Report how many lines in the records below contain the string "board". Give only the number.

Excerpted data →
Start

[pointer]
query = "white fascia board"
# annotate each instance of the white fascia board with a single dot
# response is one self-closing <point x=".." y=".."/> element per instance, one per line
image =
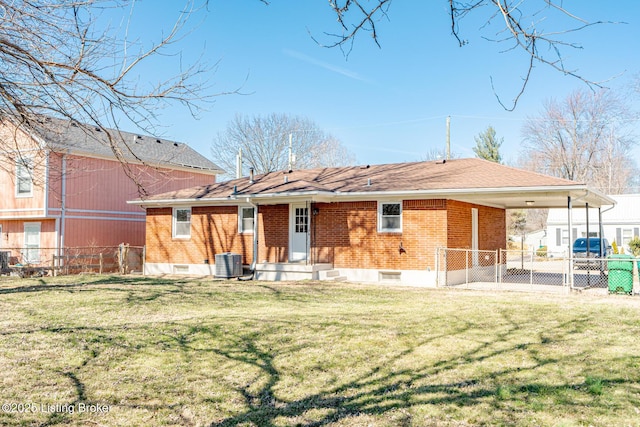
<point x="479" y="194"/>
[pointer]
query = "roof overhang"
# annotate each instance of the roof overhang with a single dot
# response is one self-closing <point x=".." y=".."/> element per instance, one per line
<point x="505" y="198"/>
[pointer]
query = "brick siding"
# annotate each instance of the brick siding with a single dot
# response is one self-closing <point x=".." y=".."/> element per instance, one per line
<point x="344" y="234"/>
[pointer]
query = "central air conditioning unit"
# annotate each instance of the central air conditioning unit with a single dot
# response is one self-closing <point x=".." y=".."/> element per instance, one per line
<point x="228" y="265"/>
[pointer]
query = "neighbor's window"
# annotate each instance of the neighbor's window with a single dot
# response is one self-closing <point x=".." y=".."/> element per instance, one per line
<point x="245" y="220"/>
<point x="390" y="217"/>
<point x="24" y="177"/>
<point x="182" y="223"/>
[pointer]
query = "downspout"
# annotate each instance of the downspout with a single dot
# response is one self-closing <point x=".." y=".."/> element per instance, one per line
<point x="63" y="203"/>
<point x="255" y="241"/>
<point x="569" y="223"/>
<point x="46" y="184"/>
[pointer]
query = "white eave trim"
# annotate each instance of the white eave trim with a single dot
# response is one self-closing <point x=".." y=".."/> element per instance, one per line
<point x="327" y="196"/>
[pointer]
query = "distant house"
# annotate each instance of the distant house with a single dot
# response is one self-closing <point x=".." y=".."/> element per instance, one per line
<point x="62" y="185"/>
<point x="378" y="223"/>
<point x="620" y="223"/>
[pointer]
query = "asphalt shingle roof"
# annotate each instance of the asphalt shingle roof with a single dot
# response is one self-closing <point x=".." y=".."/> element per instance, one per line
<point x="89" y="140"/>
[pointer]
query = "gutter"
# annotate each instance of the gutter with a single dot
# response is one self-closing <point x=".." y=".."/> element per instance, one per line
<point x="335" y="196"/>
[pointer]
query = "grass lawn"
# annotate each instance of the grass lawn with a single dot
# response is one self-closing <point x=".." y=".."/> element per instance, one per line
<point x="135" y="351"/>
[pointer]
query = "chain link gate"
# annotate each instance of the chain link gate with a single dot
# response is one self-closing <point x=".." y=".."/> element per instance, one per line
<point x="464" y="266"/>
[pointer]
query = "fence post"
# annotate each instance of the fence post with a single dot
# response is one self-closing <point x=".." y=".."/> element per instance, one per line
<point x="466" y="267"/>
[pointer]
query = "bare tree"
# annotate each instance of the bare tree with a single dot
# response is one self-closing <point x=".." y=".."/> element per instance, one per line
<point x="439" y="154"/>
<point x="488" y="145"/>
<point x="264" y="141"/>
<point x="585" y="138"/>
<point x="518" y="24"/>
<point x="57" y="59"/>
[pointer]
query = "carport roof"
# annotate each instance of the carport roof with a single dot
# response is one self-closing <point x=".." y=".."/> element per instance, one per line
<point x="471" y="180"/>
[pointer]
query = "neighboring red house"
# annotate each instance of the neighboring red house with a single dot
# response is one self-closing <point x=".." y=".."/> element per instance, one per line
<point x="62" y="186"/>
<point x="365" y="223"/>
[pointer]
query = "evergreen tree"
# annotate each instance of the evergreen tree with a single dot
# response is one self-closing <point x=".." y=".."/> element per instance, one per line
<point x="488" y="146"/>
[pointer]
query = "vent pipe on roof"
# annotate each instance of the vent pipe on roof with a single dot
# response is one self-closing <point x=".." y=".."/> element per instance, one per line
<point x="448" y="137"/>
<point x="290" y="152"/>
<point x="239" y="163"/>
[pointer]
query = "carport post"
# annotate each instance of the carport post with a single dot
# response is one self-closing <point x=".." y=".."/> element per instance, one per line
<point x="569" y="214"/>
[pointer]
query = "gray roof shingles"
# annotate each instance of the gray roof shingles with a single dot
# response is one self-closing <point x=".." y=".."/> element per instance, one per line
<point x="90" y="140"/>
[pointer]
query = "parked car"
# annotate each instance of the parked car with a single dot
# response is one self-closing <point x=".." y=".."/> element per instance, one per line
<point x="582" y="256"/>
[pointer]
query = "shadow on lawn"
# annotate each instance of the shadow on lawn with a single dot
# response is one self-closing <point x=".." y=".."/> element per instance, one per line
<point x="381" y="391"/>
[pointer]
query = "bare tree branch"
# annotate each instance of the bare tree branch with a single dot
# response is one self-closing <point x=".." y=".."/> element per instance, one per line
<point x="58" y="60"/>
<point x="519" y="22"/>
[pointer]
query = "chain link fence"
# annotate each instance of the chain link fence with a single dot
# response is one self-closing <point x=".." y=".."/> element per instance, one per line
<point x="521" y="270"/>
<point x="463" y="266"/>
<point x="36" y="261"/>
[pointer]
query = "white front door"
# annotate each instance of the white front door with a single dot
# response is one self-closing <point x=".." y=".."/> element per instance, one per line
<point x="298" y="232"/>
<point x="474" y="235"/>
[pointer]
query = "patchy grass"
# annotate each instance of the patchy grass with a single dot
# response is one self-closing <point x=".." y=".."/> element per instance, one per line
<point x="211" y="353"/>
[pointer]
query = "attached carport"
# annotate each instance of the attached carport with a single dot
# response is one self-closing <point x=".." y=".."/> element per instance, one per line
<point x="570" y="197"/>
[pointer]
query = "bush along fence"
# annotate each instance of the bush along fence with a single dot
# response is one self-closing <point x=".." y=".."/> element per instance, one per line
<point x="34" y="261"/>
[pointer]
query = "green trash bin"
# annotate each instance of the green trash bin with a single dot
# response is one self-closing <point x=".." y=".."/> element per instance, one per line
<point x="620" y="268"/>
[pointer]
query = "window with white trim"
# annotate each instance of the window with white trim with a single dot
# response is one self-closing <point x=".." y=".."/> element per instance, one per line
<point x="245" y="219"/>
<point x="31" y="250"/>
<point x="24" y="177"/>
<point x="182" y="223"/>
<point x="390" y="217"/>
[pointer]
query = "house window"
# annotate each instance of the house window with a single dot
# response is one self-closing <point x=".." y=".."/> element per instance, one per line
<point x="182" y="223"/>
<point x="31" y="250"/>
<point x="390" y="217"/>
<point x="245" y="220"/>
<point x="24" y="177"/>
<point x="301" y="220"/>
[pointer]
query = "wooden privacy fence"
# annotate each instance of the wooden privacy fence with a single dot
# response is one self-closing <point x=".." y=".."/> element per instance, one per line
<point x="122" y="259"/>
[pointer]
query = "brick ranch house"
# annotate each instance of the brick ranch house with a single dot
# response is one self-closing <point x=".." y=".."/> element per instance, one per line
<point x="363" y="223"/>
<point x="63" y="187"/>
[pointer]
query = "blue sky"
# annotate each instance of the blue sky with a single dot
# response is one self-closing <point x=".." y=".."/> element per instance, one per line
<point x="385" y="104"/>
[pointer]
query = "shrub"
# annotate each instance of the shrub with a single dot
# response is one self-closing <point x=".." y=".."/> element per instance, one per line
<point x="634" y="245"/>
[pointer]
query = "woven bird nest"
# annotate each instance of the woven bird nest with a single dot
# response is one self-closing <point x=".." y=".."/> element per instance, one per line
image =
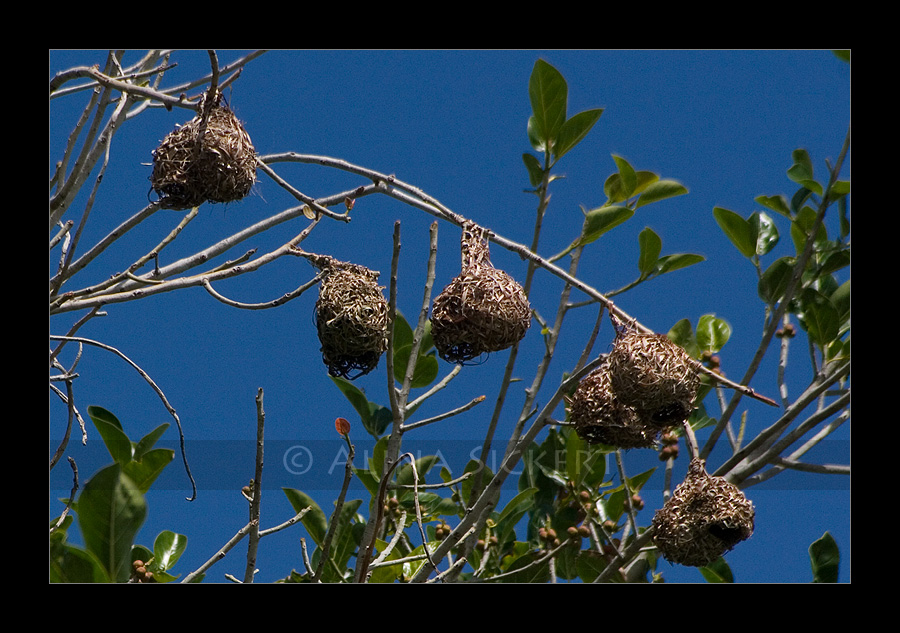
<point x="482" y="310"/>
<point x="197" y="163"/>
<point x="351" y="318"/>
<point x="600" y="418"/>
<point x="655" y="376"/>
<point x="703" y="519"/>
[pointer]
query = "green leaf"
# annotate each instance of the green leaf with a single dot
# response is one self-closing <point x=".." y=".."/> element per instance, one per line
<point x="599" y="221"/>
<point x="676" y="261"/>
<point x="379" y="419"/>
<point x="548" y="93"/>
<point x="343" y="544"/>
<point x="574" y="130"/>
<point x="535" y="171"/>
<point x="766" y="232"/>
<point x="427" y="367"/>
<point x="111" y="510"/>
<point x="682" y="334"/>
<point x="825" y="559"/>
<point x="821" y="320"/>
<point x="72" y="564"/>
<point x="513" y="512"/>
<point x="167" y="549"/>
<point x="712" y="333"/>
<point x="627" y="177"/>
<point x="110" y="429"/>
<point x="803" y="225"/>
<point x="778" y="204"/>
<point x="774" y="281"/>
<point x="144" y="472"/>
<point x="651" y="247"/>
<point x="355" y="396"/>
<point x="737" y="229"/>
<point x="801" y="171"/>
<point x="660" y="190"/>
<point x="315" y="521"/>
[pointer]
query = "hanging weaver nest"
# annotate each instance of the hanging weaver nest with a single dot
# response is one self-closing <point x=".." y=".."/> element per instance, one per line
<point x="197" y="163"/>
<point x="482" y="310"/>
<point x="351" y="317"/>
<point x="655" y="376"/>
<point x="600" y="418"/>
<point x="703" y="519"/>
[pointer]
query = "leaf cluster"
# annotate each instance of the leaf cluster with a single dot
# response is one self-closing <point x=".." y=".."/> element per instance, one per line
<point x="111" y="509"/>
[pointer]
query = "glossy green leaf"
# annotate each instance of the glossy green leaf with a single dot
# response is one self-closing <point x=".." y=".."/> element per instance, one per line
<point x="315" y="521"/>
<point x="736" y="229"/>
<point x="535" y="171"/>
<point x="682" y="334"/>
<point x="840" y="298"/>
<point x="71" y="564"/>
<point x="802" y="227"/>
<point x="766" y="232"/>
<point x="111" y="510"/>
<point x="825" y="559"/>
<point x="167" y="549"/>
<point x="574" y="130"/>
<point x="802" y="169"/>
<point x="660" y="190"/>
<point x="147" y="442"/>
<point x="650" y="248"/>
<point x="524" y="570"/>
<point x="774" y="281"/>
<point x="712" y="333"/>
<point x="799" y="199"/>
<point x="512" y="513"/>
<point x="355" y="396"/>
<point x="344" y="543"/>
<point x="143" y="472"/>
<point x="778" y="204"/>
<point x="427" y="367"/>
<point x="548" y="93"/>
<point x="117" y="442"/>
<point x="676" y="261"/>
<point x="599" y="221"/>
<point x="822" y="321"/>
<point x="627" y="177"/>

End

Answer for the task → 2